■ What to produce:
Which lines run from the start of the data below to the line containing "of the residential"? Set them down exactly, with none added.

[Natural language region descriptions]
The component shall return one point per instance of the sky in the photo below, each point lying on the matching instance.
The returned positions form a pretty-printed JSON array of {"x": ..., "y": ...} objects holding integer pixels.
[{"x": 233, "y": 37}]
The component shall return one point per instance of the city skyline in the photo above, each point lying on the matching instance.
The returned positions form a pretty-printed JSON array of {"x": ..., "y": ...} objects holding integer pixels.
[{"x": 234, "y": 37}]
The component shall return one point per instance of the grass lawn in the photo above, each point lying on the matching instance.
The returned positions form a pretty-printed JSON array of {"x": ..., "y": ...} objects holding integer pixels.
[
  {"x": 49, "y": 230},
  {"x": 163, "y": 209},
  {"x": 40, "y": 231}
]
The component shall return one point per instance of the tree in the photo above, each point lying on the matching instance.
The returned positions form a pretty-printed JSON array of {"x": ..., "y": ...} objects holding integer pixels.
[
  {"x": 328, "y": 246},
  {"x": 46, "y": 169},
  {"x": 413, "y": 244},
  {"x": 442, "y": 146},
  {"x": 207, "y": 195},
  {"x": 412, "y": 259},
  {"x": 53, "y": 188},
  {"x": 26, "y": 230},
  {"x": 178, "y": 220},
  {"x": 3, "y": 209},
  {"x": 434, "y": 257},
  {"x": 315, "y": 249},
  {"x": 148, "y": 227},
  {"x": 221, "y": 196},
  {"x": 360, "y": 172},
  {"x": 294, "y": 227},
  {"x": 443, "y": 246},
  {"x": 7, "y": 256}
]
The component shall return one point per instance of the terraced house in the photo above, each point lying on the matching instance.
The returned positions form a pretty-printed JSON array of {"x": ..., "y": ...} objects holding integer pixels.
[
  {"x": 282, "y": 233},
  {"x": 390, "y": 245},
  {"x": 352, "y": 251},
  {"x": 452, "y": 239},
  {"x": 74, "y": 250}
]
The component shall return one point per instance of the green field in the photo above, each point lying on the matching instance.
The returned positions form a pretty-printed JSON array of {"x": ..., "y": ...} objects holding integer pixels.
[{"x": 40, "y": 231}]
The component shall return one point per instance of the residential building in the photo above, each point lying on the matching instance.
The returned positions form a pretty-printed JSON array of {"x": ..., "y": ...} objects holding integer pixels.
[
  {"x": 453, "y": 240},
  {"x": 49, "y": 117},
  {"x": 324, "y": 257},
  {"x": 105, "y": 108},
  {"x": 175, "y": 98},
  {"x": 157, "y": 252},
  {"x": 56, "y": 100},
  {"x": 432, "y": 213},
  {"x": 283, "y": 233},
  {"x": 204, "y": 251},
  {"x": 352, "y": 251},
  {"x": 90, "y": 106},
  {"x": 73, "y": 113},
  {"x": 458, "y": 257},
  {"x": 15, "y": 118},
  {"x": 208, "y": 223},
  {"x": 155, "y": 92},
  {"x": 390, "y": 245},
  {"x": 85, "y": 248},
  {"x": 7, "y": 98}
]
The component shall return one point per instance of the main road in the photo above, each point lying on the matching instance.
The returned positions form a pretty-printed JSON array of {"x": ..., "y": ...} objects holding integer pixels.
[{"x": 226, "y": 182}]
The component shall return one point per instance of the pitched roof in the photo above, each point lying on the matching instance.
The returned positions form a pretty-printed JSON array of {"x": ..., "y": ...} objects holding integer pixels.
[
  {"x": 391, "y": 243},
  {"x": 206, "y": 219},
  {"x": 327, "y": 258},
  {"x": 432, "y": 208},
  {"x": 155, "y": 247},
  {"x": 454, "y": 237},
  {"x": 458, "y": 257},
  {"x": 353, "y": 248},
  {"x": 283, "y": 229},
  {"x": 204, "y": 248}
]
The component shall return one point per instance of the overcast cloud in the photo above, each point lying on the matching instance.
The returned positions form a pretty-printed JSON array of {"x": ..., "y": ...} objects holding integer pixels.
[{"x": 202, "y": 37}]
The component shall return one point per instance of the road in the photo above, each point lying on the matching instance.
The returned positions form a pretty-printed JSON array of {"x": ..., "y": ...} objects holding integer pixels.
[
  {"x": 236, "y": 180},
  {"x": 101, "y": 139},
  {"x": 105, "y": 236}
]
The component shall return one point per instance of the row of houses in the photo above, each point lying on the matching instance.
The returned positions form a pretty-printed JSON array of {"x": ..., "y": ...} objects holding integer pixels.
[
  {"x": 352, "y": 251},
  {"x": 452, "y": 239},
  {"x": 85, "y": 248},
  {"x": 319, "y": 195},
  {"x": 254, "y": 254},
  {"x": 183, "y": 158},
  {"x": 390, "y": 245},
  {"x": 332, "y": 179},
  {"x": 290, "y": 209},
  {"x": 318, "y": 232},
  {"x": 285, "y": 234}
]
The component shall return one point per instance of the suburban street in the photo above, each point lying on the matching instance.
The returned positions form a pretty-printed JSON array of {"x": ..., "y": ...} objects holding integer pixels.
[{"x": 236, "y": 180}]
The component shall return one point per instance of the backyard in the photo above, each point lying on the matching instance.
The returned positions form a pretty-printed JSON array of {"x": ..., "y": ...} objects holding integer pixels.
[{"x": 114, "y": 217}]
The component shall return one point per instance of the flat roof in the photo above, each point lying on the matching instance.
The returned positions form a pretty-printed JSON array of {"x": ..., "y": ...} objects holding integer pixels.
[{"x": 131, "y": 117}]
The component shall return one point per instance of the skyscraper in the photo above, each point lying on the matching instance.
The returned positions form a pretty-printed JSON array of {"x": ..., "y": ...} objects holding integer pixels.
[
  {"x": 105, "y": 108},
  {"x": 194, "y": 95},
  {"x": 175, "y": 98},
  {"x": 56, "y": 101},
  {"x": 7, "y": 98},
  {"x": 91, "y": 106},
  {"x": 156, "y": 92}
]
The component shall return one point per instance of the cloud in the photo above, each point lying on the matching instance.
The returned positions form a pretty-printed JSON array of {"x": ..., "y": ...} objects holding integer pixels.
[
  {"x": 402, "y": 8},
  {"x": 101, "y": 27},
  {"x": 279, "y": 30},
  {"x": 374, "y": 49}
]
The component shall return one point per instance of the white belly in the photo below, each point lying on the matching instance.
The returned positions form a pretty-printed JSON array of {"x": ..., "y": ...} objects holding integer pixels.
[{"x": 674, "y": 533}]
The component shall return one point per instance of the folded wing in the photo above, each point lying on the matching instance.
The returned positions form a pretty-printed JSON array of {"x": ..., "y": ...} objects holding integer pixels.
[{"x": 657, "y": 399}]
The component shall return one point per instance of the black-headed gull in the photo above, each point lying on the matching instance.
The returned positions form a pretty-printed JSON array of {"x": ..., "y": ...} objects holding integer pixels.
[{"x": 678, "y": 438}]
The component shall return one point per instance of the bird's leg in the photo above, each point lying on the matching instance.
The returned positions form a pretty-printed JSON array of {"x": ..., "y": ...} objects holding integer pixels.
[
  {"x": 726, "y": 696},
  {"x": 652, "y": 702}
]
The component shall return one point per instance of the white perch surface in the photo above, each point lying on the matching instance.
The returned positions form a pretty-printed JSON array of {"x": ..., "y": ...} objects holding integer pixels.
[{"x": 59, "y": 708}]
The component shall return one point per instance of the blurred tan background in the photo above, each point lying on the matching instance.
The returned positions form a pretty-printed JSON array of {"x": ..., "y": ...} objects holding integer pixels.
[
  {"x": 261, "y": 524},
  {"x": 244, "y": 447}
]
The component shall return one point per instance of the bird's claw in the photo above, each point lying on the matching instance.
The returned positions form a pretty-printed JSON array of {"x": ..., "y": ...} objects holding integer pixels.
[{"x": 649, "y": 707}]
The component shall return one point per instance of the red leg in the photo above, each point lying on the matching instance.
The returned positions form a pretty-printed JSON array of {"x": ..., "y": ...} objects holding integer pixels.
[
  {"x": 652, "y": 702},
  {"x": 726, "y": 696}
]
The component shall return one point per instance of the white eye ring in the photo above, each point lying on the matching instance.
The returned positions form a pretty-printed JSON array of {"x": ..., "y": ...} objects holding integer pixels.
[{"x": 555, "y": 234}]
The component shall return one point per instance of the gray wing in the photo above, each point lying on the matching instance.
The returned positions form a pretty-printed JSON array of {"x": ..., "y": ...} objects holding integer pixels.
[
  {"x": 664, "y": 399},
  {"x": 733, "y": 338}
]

■ Final answer:
The component shall return one point per instance of the sky in the photo below, each point lying on the matching instance.
The returned positions form a pretty-printed JSON array of {"x": ..., "y": ...} objects holding integer pixels.
[{"x": 233, "y": 37}]
The component shall return one point per instance of the city skyline in the photo above, each point lying on the matching instance.
The returned positions form a pretty-printed JSON array of {"x": ..., "y": ...} objects holding integer pixels.
[{"x": 234, "y": 37}]
The component shall return one point per instance of the grass lawn in the photo above, each point lying on the matching instance.
The returned positions form a pretty-printed JSON array of {"x": ..., "y": ...} objects holding integer pixels.
[
  {"x": 49, "y": 230},
  {"x": 163, "y": 209},
  {"x": 40, "y": 231}
]
The component shall return one point per instance of the tree in the photo above, each point lying on the matching instance.
The returned positions form a pretty-printed JSON array of {"x": ..., "y": ...} objects holding integer pixels.
[
  {"x": 328, "y": 246},
  {"x": 46, "y": 169},
  {"x": 413, "y": 244},
  {"x": 442, "y": 146},
  {"x": 207, "y": 195},
  {"x": 412, "y": 259},
  {"x": 53, "y": 188},
  {"x": 26, "y": 230},
  {"x": 178, "y": 220},
  {"x": 3, "y": 209},
  {"x": 434, "y": 257},
  {"x": 315, "y": 249},
  {"x": 148, "y": 227},
  {"x": 221, "y": 196},
  {"x": 360, "y": 172},
  {"x": 294, "y": 227},
  {"x": 443, "y": 246},
  {"x": 7, "y": 256}
]
The component shall return one point per instance of the terraced house in the photo above, each point lying on the matching instance.
The returned positions form a pretty-printed JSON array of {"x": ..., "y": ...} objects holding integer pixels.
[
  {"x": 282, "y": 233},
  {"x": 390, "y": 245},
  {"x": 352, "y": 251},
  {"x": 452, "y": 239},
  {"x": 74, "y": 250}
]
The component shall return one point per instance of the green field in the photo above, each point lying on the matching instance.
The returned positions form a pretty-printed JSON array of {"x": ..., "y": ...} objects holding integer pixels.
[{"x": 40, "y": 231}]
The component shall return one point per instance of the residential building in the photo above, each point lying on the matching instance.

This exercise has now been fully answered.